Text under study: Begin

Joseph Comes Out
So many people hide their true identities. We must work for a day when everyone can say, "I am Joseph, your brother."
This Shabbat, the first in January, my friend Richard will conclude his own unique and somewhat odd annual Jewish ritual. He will unclasp a necklace with a Star of David almost the size of my fist from around his neck and recite the following prayer:Baruch ata Adonai, Elohaynu Melech Ha-olam, she-asani yehudi
--Blessed are You, Eternal God, Sovereign of the Universe, Who made me a Jew."
This will be the fourth year I will watch him do this, and I still don't quite fully understand this rite. "Remind me why you do this," I requested last year. He looked at me with a patient, long-suffering gaze, "I put on the star every year on the Shabbat after Thanksgiving. I take it off on the Shabbat after New Year's Day. I wear it throughout December so that everyone sees that I am a Jew. It's my own personal statement of identity."
Alright, so maybe I do understand. December is a difficult month for Jews. It's not that we're grinches. Most of us like Christmas. It's nice to see the beautiful lights and festive shop windows. People in the streets and stores are so friendly. We're used to the ubiquitous trees, Santas, elves, and reindeers. They're cute in their own way. We're glad that most Jews live in countries in which it is possible for us to go to our Christian friends' (and relatives') Christmas celebrations, a world in which Jews and Christians live together in peace. But the seemingly universal "spirit of Christmas" renders Jews (and other non-Christians) painfully invisible.

Text under study: End
Records supplied: Begin

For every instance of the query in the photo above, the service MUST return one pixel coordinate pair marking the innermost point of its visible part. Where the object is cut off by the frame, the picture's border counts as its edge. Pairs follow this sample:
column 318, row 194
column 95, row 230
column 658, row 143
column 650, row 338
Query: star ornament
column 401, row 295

Records supplied: End

-- Task description --
In the text under study, on which Shabbat does Richard put on his Star of David necklace each year?

-- Worked solution --
The Shabbat after Thanksgiving.